▶ **Aufgaben**
(a) Beantworte die folgenden Fragen zum Textauszug.
(i) Wie viele Menschen wurden durch die Invasion aus ihren angestammten Wohngebieten vertrieben?
(ii) In welchen beiden Städten richtete die Autonomieverwaltung Auffanglager ein?
(iii) Wie weit liegt das Camp Waşokanî von Hesekê entfernt?
(b) Fasse den Textauszug in zwei Sätzen zusammen.
(c) Führe den Text über die Vertriebenen im Camp Waşokanî nach seinem letzten Satz weiter.

▶ **Textauszug**
----------------------------------------
Aufgrund der am 9. Oktober 2019 gestarteten türkischen Invasion in Nord- und Ostsyrien wurden über 350.000 Menschen aus ihren angestammten Wohngebieten vertrieben. Die Zivilbevölkerung aus den Regionen Serêkaniyê (Ras al-Ain), Girê Spî (Tall Abyad) und Til Temir wurde zunächst in Schulen und anderen öffentlichen Gebäuden in den benachbarten Ortschaften untergebracht. Die Autonomieverwaltung hat dann zwei Auffanglager in Raqqa und Hesekê für die Vertriebenen eingerichtet.
Die Anzahl der Menschen in dem zwölf Kilometer von Hesekê entfernt liegenden Camp Waşokanî ist inzwischen auf zwölftausend gestiegen. Die Bewohner*innen werden von knapp 40 Institutionen wie der kurdischen Rothalbmondorganisation Heyva Sor a Kurd, dem Frauendachverband Kongreya Star, dem Gesundheitskomitee der Autonomieverwaltung, einem Camp-Rat und Sicherheitskräften vom Asayîş und den HPC betreut. Maßnahmen gegen die Corona-Pandemie werden von Fachgruppen getroffen, die aus Mitarbeiter*innen der Lagerleitung und Heyva Sor a Kurd bestehen.
----------------------------------------
Einträge aus einer Sammlung
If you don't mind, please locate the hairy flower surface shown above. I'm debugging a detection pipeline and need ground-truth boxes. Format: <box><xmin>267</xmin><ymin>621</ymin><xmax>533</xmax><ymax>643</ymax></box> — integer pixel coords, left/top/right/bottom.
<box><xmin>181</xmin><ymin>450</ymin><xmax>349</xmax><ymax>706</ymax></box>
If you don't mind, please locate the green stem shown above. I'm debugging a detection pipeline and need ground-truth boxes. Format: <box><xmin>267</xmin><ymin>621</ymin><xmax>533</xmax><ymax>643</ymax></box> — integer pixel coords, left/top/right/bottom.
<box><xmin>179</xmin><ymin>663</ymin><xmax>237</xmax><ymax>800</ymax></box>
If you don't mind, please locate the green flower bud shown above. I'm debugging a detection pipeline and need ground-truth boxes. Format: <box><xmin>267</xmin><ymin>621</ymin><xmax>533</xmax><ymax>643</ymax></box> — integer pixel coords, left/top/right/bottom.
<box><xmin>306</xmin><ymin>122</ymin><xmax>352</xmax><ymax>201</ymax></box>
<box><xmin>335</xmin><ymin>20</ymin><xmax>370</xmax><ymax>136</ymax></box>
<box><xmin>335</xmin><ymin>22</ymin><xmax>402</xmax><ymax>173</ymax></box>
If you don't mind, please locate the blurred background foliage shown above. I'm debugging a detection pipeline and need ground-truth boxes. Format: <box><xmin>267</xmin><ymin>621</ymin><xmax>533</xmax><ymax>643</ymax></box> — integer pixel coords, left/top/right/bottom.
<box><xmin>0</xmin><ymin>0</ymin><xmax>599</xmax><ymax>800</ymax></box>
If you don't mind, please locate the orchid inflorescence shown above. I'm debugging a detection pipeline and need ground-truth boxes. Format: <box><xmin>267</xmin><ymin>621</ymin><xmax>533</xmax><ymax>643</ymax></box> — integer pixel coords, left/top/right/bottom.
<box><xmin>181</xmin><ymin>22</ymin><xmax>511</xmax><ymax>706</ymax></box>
----------------------------------------
▶ **Lösungen**
(a)
(i) Über 350.000 Menschen.
(ii) In Raqqa und Hesekê.
(iii) Zwölf Kilometer.

(b) Nach der am 9. Oktober 2019 gestarteten türkischen Invasion in Nord- und Ostsyrien wurden über 350.000 Menschen vertrieben. Für sie wurden zunächst Schulen und andere öffentliche Gebäude genutzt und dann zwei Auffanglager in Raqqa und Hesekê eingerichtet; im Camp Waşokanî leben inzwischen zwölftausend Menschen, die von knapp 40 Institutionen betreut werden.

(c)
Die Möglichkeiten für eine effektive Bekämpfung der neuartigen Krankheit Covid-19 sind im nordostsyrischen Autonomiegebiet jedoch weiterhin kaum gegeben. Für Millionen Menschen stehen nur wenige Beatmungsgeräte zur Verfügung. Zwar versucht die Selbstverwaltung durch umfangreiche Desinfektionsmaßnahmen, begleitet von Grenzschließung, Schulschließungen und Ausgangssperren, eine Ausbreitung des Virus zu verhindern. Es mangelt jedoch an grundlegender medizinischer Ausrüstung, Medikamenten, Atemschutzmasken, Desinfektions- und Reinigungsmitteln. Vor diesem Hintergrund sind vor allem die Menschen in den Flüchtlingslagern aufgrund ihres geschwächten Allgemeinzustandes, der beengten Lebenssituation und der schlechten hygienischen Verhältnisse extrem gefährdet, sich mit dem Coronavirus zu infizieren. Hilfe von der syrischen Regierung kommt nicht, da die Verteilung der humanitären Hilfslieferungen von den Vereinten Nationen und der Weltgesundheitsorganisation über Damaskus koordiniert wird und das Regime die Autonomiegebiete weitgehend ausspart.
Cihan Amir
Zudem herrscht im Waşokanî-Camp ein Mangel von medizinischen Fachkräften. „Erkranken Bewohnerinnen oder Bewohner, können wir sie vor Ort nicht versorgen. Stattdessen liefern wir sie in Krankenhäuser in Hesekê oder Til Temir ein. Im Durchschnitt sind es neun Krankenfahrten am Tag“, sagt Cihan Amir von Heyva Sor a Kurd. Amir wünscht sich Unterstützung von internationalen Hilfsorganisationen, um die Gesundheitsversorgung im Camp zu verbessern.